Task requirements: Copy, exactly and without additions, every line in the records below from the one holding "[locate] woman's black" through the one holding "[locate] paved walkway", both ends included.

Data for this exercise:
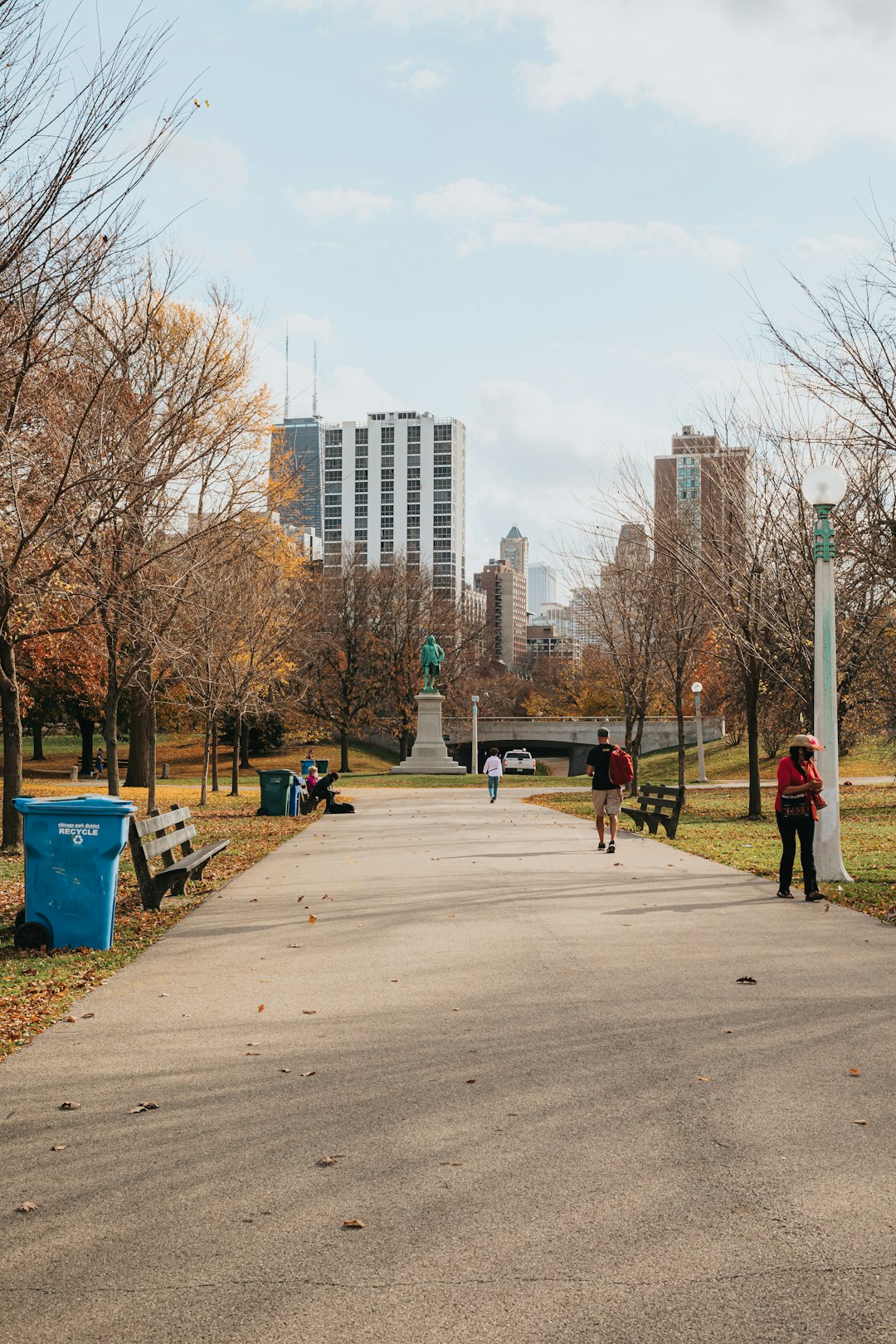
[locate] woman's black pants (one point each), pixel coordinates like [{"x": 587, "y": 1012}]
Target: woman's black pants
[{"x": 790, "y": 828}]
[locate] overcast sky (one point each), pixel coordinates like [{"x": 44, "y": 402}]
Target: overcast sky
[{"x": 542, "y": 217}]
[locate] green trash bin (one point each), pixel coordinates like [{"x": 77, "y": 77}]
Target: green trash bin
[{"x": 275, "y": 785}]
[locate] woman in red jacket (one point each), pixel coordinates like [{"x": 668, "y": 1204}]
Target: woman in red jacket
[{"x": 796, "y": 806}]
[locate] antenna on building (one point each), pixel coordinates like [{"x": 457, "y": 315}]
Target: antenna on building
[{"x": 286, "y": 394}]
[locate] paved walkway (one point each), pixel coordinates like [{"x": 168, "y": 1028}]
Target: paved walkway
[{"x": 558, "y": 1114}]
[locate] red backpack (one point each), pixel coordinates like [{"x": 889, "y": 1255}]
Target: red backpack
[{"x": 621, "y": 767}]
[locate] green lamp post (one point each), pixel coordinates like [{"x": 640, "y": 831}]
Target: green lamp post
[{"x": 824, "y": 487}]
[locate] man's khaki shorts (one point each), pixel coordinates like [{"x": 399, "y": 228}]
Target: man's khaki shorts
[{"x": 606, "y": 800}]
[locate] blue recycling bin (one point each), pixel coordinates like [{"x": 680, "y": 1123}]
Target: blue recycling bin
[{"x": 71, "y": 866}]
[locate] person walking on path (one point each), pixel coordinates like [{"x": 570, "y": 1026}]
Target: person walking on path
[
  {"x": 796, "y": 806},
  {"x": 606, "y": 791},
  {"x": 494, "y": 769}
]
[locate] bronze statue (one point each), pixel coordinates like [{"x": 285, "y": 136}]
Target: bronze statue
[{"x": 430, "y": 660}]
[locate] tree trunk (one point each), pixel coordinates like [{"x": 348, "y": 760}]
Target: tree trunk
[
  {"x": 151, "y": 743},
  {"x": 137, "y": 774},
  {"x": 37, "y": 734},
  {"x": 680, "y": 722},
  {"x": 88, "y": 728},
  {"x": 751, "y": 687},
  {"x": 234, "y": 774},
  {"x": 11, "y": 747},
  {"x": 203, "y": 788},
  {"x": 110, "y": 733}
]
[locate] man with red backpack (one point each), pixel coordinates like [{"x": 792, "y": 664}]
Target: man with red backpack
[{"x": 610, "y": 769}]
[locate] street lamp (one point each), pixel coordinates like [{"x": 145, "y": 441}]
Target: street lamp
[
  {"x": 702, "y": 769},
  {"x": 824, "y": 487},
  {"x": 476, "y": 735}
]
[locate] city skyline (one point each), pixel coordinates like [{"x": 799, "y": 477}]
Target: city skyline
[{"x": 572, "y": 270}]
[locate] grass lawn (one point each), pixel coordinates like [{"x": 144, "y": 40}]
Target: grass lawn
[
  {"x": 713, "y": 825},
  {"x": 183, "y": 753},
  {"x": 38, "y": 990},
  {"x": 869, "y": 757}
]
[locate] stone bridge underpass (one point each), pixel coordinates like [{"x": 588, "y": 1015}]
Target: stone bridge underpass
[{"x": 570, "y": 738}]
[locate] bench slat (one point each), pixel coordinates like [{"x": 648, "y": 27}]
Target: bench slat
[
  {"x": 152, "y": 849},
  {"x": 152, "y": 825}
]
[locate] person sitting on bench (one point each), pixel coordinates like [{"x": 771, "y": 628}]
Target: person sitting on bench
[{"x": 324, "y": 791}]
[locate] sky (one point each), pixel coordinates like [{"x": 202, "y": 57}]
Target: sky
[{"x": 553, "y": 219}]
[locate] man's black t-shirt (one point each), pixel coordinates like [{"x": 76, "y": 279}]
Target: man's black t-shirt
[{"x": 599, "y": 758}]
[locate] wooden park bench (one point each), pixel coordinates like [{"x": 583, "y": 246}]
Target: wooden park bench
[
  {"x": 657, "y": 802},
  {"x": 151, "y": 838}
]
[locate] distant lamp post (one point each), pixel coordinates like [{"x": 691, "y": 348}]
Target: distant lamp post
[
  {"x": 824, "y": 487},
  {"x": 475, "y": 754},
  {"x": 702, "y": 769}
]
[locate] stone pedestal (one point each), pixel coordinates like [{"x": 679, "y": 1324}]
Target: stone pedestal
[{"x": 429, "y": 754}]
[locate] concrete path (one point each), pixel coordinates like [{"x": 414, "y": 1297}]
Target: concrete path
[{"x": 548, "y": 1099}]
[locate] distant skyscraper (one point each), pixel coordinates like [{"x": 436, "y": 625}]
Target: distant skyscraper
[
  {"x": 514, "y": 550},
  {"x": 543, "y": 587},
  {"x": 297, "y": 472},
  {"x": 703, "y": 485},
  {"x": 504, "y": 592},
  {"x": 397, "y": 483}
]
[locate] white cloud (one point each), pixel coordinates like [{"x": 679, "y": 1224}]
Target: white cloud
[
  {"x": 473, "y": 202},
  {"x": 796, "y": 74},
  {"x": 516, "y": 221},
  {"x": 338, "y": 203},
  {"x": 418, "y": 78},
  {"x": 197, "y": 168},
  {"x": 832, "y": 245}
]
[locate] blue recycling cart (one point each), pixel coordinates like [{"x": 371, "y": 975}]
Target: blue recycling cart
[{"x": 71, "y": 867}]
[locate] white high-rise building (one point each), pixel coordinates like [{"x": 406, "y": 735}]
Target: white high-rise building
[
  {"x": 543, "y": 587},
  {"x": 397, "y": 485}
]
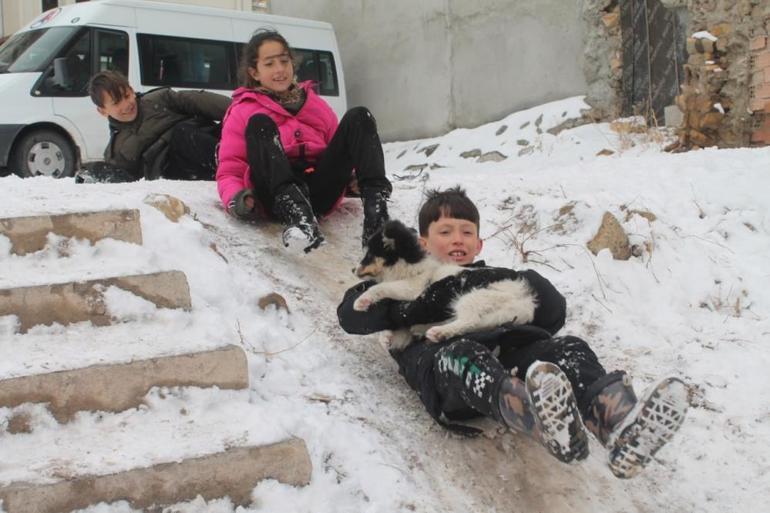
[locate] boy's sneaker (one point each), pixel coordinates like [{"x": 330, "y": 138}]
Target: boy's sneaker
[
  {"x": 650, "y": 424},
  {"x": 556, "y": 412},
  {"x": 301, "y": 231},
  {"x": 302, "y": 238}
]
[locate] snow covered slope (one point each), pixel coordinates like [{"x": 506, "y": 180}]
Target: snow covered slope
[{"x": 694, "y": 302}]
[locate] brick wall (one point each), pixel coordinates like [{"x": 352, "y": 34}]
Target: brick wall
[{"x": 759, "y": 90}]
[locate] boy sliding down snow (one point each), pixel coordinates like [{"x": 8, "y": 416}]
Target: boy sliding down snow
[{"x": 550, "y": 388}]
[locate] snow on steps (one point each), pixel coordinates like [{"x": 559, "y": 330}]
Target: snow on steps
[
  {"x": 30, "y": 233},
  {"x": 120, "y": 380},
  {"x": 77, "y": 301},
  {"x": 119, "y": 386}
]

* * *

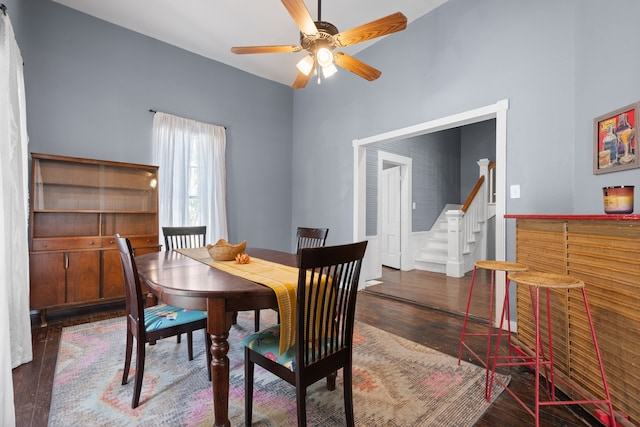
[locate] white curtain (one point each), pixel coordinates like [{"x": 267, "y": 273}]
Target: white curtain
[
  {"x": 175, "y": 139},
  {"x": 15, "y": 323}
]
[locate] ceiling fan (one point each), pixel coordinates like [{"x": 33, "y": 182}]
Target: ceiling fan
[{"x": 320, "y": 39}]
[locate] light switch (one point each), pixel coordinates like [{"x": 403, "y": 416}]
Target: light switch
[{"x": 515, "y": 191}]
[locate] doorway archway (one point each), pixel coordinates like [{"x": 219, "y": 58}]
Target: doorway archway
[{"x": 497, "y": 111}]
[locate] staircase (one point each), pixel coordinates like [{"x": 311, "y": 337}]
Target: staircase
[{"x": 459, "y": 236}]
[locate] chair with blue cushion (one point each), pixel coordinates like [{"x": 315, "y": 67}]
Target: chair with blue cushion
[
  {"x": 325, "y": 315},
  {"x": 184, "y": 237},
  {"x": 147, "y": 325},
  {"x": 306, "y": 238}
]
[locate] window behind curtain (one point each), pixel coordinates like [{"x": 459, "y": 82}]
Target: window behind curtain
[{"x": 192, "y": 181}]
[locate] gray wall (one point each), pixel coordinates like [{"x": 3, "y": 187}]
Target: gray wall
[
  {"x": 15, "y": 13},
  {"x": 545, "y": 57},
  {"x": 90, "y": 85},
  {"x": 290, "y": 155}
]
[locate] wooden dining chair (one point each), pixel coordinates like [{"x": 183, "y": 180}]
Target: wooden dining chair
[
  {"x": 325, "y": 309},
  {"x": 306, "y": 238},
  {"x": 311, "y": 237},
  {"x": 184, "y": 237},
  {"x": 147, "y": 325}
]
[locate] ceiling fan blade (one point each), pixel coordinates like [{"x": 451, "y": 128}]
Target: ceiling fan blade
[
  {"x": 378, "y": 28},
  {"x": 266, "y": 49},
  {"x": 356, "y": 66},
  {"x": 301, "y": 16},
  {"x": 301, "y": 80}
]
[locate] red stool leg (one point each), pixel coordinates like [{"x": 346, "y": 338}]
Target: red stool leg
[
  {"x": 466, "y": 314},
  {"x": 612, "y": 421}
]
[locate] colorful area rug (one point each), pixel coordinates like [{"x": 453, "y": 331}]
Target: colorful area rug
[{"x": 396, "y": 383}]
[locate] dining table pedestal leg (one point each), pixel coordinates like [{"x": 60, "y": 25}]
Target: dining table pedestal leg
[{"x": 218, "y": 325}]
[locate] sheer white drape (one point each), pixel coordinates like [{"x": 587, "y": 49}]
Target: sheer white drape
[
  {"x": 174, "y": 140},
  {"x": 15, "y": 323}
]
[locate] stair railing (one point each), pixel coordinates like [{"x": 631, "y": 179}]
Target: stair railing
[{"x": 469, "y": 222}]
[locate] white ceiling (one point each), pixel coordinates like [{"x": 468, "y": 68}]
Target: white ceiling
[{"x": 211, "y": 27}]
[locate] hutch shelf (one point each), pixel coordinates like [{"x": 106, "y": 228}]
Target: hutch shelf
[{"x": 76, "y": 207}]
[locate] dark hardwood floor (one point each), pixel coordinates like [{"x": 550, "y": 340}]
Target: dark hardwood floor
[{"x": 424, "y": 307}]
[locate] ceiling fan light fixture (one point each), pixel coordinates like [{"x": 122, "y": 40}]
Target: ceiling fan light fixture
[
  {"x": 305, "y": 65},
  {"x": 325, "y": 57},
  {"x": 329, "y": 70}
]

Task response:
[locate] woman's black pants (one point each), pixel coordinates like [{"x": 587, "y": 1012}]
Target: woman's black pants
[{"x": 790, "y": 828}]
[locate] overcast sky (one point each), pixel coordinates like [{"x": 44, "y": 402}]
Target: overcast sky
[{"x": 542, "y": 217}]
[locate] green trash bin (one point each), pixel coordinates like [{"x": 77, "y": 77}]
Target: green trash bin
[{"x": 275, "y": 785}]
[locate] woman in red jacket (one point each), pixel coordinates like [{"x": 668, "y": 1204}]
Target: woman in red jacket
[{"x": 796, "y": 806}]
[locate] antenna on building (one point each), pixel coordinates like [{"x": 457, "y": 315}]
Target: antenna on building
[{"x": 286, "y": 394}]
[locate] paved walkway (one point each), pixel coordinates like [{"x": 168, "y": 1028}]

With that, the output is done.